Records for the exercise:
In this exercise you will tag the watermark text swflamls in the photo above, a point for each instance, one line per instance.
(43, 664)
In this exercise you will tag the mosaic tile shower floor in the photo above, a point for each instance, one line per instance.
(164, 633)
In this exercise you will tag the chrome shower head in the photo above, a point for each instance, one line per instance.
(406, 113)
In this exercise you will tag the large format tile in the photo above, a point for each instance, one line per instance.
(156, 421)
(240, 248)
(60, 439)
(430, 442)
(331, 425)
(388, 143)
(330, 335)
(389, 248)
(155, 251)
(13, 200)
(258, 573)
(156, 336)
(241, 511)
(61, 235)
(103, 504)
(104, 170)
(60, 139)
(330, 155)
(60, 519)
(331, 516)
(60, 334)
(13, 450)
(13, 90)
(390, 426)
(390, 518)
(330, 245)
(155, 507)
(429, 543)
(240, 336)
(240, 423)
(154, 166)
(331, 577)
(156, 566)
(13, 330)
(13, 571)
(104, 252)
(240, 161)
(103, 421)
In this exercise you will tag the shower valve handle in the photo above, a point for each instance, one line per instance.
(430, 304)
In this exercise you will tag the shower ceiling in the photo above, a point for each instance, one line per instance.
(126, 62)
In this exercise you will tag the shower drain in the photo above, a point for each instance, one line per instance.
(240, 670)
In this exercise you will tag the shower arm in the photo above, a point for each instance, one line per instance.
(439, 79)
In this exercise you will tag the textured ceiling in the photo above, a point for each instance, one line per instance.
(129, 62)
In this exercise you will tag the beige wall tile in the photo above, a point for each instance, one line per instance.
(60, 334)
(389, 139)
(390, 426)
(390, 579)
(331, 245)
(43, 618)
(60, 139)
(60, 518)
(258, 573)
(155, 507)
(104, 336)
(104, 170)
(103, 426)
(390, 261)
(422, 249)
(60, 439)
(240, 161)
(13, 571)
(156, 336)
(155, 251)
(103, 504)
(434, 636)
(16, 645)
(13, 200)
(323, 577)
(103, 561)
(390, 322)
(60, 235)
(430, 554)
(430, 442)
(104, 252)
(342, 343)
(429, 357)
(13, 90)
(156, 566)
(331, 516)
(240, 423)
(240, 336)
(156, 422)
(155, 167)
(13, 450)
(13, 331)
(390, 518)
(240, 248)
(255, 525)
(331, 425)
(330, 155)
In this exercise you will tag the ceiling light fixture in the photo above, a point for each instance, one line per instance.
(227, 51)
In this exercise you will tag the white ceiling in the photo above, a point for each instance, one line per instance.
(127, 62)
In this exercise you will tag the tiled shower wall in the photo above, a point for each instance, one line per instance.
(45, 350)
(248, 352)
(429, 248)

Exercise directions:
Copy the rows above word for word, starting at the line that contains "In this exercise you will tag the large" and continuing through the last row, with both ends included.

Solution to the problem:
In this exercise you will tag the large format tile in the photo above, a point for each instance, one line per instance.
(156, 421)
(240, 248)
(60, 439)
(430, 442)
(331, 425)
(388, 143)
(330, 335)
(389, 248)
(155, 251)
(13, 200)
(258, 573)
(156, 336)
(241, 511)
(61, 235)
(103, 504)
(104, 170)
(60, 139)
(330, 155)
(60, 519)
(331, 516)
(60, 334)
(13, 450)
(13, 90)
(390, 426)
(390, 518)
(330, 245)
(155, 507)
(429, 543)
(240, 336)
(240, 423)
(154, 166)
(331, 577)
(156, 566)
(13, 330)
(13, 571)
(104, 252)
(240, 161)
(103, 421)
In this exercise you will tag the shower valve handle in the photo above, a point for each instance, one line per instance.
(430, 304)
In this exercise you will tag the shower ceiling in the photo above, a point for each instance, one line per instance.
(126, 62)
In this exercise you will tag the shower drain in the photo above, a point for each instance, one line per instance.
(240, 670)
In this exercise you will tag the shower arm in the photo above, a point for each instance, one line per instance.
(439, 79)
In this exercise you will tag the textured ceiling in the photo above, a point for each instance, one line per instance.
(129, 62)
In this exercise you will tag the beige wall tile in the photo above, a point for each instance, one line per instance.
(60, 334)
(389, 139)
(390, 426)
(390, 579)
(331, 245)
(43, 618)
(60, 139)
(60, 518)
(258, 573)
(155, 507)
(104, 336)
(104, 170)
(103, 426)
(390, 261)
(422, 249)
(60, 439)
(240, 161)
(13, 571)
(156, 336)
(155, 251)
(103, 504)
(434, 636)
(16, 645)
(13, 200)
(323, 577)
(103, 561)
(390, 322)
(60, 235)
(430, 554)
(430, 442)
(104, 252)
(342, 343)
(429, 357)
(13, 90)
(156, 566)
(331, 516)
(240, 423)
(240, 336)
(156, 422)
(155, 167)
(13, 450)
(13, 331)
(390, 518)
(240, 248)
(255, 525)
(331, 425)
(330, 155)
In this exercise you will tag the ceiling light fixture in the photo above, a point for each instance, one line per instance.
(227, 51)
In this exercise you will tag the white ceiling in the photo above, a point for each instance, one line per instance.
(127, 62)
In this exercise you will tag the tiled shower wall in the photo above, a point for each instance, one line per instance.
(45, 350)
(248, 352)
(429, 248)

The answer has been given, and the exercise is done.